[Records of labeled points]
## Begin

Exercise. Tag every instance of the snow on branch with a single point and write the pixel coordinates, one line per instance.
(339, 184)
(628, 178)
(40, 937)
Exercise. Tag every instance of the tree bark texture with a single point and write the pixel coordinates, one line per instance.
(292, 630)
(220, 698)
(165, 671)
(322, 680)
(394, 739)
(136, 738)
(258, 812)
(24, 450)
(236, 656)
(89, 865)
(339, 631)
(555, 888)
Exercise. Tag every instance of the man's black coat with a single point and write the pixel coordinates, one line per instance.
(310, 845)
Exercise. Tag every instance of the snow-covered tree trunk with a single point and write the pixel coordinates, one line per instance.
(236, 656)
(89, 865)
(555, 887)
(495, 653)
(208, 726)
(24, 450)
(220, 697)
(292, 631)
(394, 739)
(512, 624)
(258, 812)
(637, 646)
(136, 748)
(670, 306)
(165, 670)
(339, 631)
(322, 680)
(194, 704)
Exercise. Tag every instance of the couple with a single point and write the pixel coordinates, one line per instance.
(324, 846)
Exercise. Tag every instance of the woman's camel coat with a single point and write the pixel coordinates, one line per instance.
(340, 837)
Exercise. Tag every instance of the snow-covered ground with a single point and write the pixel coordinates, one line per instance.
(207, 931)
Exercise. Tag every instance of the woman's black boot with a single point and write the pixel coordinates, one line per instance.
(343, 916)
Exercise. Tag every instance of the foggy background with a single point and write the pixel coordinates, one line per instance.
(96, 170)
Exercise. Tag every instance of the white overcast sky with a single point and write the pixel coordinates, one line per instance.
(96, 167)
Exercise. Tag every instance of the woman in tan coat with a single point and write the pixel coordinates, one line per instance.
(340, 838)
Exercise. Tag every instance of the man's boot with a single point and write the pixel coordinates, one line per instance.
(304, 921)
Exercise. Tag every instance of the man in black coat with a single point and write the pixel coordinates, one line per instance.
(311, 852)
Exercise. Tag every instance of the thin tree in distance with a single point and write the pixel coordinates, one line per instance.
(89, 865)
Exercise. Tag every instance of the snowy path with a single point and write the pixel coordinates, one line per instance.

## End

Work required:
Reproduce the lines of the records from the one containing "Exercise. Tag every instance of the woman in" through the end of the records, including both ends.

Final result:
Exercise. Tag every instance of the woman in tan coat with a single point and write the pixel coordinates, one line per instance.
(340, 838)
Exercise. Tag every instance of the man's boot with a single point and write the pixel coordinates, one line per instance.
(304, 921)
Exercise. Tag every instance of the man in black coat with a single point and write the pixel coordinates, one line per instance.
(311, 852)
Exercise. Tag every instance of the thin tree in distance with a single point and write the pixel coordinates, one line per instance.
(89, 865)
Exercise. Tag every instance of the snowy path with a single point and write the pixel coordinates, one line per instance.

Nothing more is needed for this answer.